_Task statement_
Extract the HuffPo Australia article below word for word, in full.

** Begin Text excerpt **

HuffPo shelves Aussie expansion plans. Remember last year when US link-bait portal The Huffington Post sent out an ad seeking a local editor for its apparently imminent Australian beachhead? Well, it seems the search has yet to bear fruit.

HuffPo international tsar Nicholas Sabloff told Crikey last night that a local HuffPo wouldn’t launch this year, saying only that “we are looking at Australia for 2013, and still very much looking forward to launching in the country” when asked about the roll-out. When the initial PD surfaced 11 months ago, some observers cruelly mocked the onerous prerequisites — 10 years editorial experience (with previous experience as an editor-in-chief) and a minimum of five years online experience — which appeared to rule out everyone except David Penberthy. Others questioned the suitability of HuffPo‘s revenue model in a local online sphere already awash with free or nearly free content.

** End Text excerpt **
** Begin Data rows **

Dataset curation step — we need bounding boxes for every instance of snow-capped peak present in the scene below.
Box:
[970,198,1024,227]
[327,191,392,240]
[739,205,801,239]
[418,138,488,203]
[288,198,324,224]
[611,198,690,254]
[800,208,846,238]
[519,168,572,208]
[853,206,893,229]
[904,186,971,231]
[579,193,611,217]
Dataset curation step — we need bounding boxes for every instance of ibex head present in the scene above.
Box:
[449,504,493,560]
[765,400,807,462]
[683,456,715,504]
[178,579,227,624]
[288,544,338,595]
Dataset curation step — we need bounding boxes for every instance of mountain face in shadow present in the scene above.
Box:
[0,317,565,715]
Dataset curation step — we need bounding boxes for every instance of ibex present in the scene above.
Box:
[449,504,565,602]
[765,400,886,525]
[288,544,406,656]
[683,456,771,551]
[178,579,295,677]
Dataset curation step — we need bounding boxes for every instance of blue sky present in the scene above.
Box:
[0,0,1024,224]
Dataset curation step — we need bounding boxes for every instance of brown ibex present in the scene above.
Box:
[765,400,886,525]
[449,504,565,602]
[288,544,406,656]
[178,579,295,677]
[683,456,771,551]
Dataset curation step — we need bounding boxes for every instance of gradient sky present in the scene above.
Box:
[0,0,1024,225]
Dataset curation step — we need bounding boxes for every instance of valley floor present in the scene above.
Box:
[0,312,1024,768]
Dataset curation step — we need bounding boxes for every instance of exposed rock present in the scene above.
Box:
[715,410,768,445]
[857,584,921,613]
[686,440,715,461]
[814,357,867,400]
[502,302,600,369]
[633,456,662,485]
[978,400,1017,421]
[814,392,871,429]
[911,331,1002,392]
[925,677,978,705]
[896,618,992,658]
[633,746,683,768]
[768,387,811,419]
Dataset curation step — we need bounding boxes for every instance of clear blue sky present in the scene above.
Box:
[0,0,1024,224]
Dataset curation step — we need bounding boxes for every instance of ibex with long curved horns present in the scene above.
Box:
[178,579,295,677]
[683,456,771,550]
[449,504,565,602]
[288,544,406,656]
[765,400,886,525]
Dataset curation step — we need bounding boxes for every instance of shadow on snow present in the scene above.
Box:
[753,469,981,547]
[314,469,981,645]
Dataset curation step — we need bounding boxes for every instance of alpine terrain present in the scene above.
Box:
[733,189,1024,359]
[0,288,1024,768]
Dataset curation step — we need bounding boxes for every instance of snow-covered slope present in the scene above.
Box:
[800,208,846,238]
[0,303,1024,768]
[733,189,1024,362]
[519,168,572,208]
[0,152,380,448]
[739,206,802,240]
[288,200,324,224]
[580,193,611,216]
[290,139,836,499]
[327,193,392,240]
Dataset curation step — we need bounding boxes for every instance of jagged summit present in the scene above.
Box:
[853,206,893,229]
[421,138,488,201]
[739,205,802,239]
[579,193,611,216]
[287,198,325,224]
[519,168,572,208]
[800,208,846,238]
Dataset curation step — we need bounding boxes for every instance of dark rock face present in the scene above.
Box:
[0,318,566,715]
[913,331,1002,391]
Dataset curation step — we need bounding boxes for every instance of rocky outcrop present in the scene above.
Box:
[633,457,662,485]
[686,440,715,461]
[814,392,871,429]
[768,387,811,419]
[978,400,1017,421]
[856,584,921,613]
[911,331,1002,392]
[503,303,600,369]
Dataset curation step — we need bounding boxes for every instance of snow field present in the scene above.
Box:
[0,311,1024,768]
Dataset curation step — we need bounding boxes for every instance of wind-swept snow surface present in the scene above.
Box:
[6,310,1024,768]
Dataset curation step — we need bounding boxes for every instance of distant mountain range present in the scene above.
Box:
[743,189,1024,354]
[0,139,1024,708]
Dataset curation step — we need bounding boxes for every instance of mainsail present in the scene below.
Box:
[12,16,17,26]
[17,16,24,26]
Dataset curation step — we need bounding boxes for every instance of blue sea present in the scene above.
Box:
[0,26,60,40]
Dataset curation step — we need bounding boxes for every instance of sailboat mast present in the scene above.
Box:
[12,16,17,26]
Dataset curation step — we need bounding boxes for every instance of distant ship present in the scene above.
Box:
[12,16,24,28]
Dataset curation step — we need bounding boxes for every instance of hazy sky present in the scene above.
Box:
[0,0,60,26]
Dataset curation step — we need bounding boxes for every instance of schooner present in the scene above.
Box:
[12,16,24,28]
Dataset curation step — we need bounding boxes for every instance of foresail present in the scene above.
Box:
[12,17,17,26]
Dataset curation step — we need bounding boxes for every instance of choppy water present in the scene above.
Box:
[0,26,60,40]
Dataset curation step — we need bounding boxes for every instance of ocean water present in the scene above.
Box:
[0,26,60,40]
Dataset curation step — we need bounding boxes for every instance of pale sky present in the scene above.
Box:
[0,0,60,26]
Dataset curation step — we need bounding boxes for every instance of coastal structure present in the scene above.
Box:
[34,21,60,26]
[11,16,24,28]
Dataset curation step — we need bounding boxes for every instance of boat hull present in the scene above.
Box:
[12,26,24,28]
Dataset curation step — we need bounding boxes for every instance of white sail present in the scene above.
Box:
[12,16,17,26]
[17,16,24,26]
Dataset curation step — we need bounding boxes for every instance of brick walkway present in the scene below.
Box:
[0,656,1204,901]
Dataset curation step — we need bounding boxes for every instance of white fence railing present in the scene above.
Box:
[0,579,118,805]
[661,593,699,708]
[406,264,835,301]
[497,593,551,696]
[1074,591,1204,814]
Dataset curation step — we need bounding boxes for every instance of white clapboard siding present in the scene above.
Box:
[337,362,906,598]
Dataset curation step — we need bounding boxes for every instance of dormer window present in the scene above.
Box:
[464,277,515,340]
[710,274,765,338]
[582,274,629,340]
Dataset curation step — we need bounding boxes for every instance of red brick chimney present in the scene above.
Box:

** End Data rows **

_Complete output_
HuffPo shelves Aussie expansion plans. Remember last year when US link-bait portal The Huffington Post sent out an ad seeking a local editor for its apparently imminent Australian beachhead? Well, it seems the search has yet to bear fruit.

HuffPo international tsar Nicholas Sabloff told Crikey last night that a local HuffPo wouldn’t launch this year, saying only that “we are looking at Australia for 2013, and still very much looking forward to launching in the country” when asked about the roll-out. When the initial PD surfaced 11 months ago, some observers cruelly mocked the onerous prerequisites — 10 years editorial experience (with previous experience as an editor-in-chief) and a minimum of five years online experience — which appeared to rule out everyone except David Penberthy. Others questioned the suitability of HuffPo‘s revenue model in a local online sphere already awash with free or nearly free content.